Goal: Please repeat every one of the records below word for word, leaving out the pictures.

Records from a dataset
====================
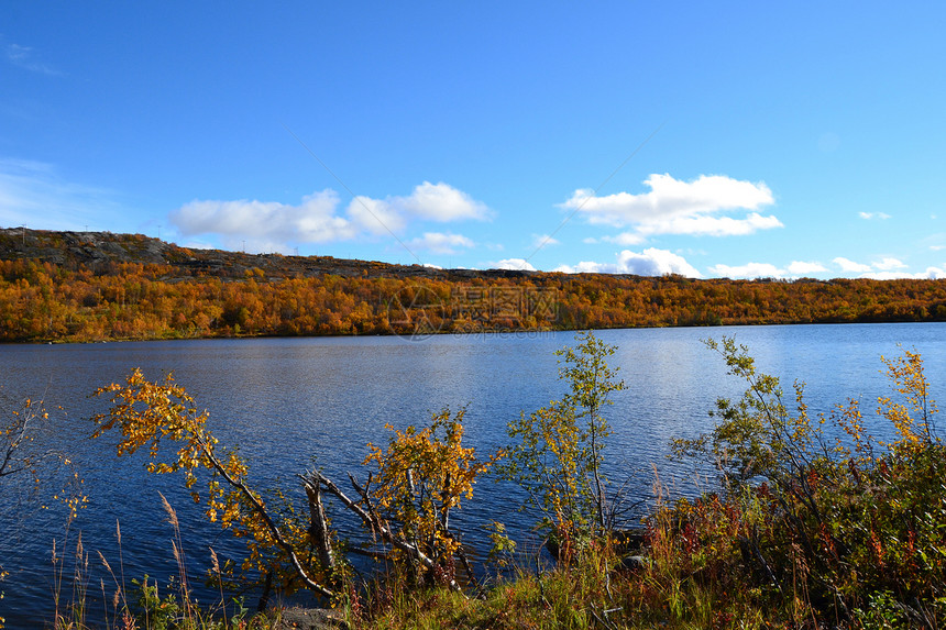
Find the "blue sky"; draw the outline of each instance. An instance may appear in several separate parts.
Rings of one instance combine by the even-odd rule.
[[[933,1],[11,0],[0,226],[946,277],[944,33]]]

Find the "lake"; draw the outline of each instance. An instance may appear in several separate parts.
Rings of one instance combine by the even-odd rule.
[[[690,464],[669,461],[672,436],[693,436],[712,427],[707,417],[718,396],[738,396],[744,384],[728,377],[718,355],[701,342],[734,335],[750,349],[760,371],[782,378],[787,399],[792,382],[805,382],[812,413],[829,411],[848,397],[859,398],[866,418],[876,398],[888,393],[880,355],[897,356],[898,344],[924,357],[933,395],[946,382],[946,323],[891,323],[793,327],[727,327],[600,331],[618,347],[627,389],[607,411],[614,429],[605,457],[612,479],[630,477],[646,497],[654,473],[671,491],[690,493],[700,484]],[[385,444],[384,425],[424,423],[430,412],[466,409],[465,443],[485,455],[506,441],[505,427],[521,411],[558,399],[553,352],[573,344],[573,333],[197,340],[88,345],[0,346],[0,393],[11,399],[45,400],[51,418],[37,436],[44,447],[66,453],[84,479],[88,506],[66,527],[62,508],[50,499],[55,487],[32,488],[32,480],[0,479],[0,563],[10,573],[0,584],[6,598],[0,616],[10,628],[33,627],[54,614],[55,576],[65,567],[61,598],[72,594],[76,543],[88,554],[90,617],[101,616],[100,581],[106,596],[112,577],[98,553],[128,581],[147,574],[162,585],[177,573],[173,530],[162,507],[164,494],[178,511],[184,552],[194,582],[210,565],[208,548],[237,557],[241,545],[204,521],[178,475],[144,471],[144,456],[114,455],[114,436],[89,440],[91,416],[107,400],[90,398],[99,386],[120,382],[134,367],[146,377],[174,372],[178,384],[210,411],[210,430],[222,444],[239,444],[260,487],[282,487],[299,497],[295,475],[314,465],[341,485],[349,471],[364,476],[365,444]],[[61,408],[58,408],[61,407]],[[886,430],[886,429],[883,429]],[[472,501],[457,513],[464,540],[482,554],[483,526],[506,523],[520,549],[535,548],[535,515],[517,512],[521,494],[508,484],[484,480]],[[41,509],[40,505],[50,505]],[[121,549],[116,523],[122,532]],[[354,524],[340,519],[344,531]],[[65,561],[54,565],[56,550]],[[58,568],[57,568],[58,566]],[[195,578],[196,577],[196,578]],[[119,577],[119,579],[121,579]],[[129,584],[130,586],[130,584]],[[217,596],[199,590],[201,601]],[[248,599],[251,607],[255,601]]]

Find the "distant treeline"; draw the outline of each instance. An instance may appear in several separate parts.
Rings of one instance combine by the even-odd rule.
====================
Final result:
Find the "blue sky"; draw the outline of each instance. An instance may appear in several separate parts.
Rings of one instance combine by the even-odd rule.
[[[933,1],[11,0],[0,226],[946,277],[944,33]]]

Find the "lake"; draw the outline of each instance. An instance may appear in several separate parts.
Rings of one instance combine by the even-odd rule.
[[[690,464],[669,461],[672,436],[693,436],[712,427],[707,417],[718,396],[738,396],[744,384],[728,377],[718,355],[701,342],[734,335],[750,349],[760,371],[782,378],[787,399],[792,382],[805,382],[812,413],[829,411],[848,397],[859,398],[866,418],[876,398],[888,393],[880,355],[897,356],[898,344],[924,357],[933,395],[946,382],[946,323],[891,323],[793,327],[727,327],[600,331],[618,347],[627,389],[607,411],[614,429],[605,457],[612,479],[630,477],[646,497],[654,473],[671,491],[690,493],[700,484]],[[385,444],[384,425],[424,423],[430,412],[466,409],[465,443],[485,455],[506,441],[505,427],[521,411],[558,399],[553,352],[573,344],[573,333],[197,340],[88,345],[0,346],[0,393],[11,399],[45,400],[51,418],[37,436],[44,447],[66,453],[84,479],[88,506],[66,527],[62,508],[50,499],[55,487],[32,488],[32,480],[0,479],[0,563],[10,573],[0,584],[6,598],[0,616],[10,628],[33,627],[54,614],[55,576],[65,567],[61,598],[72,594],[76,543],[88,554],[90,617],[101,616],[100,581],[106,596],[112,577],[98,553],[128,581],[147,574],[162,585],[177,573],[173,530],[162,507],[164,494],[178,511],[184,552],[194,582],[210,565],[208,548],[237,557],[241,545],[204,521],[178,475],[144,471],[144,456],[114,455],[114,436],[89,440],[91,416],[107,400],[90,398],[99,386],[120,382],[134,367],[146,377],[174,372],[178,384],[210,411],[210,430],[222,444],[239,444],[260,487],[282,487],[299,497],[295,475],[314,465],[341,485],[349,471],[364,476],[365,444]],[[61,408],[58,408],[61,407]],[[886,430],[886,429],[883,429]],[[472,501],[457,513],[464,540],[482,554],[483,526],[506,523],[520,549],[535,548],[535,515],[517,512],[521,494],[508,484],[484,480]],[[41,509],[40,505],[50,505]],[[121,549],[116,523],[122,532]],[[354,524],[340,519],[344,531]],[[65,561],[54,565],[56,550]],[[58,568],[57,568],[58,566]],[[195,578],[196,577],[196,578]],[[119,577],[119,579],[121,579]],[[129,584],[130,586],[130,584]],[[217,596],[199,590],[201,601]],[[248,599],[251,607],[255,601]]]

Find the "distant treeline"; draw the outline of each instance. An instance may appear in several separate parts.
Rings of one instance combine by the even-odd rule.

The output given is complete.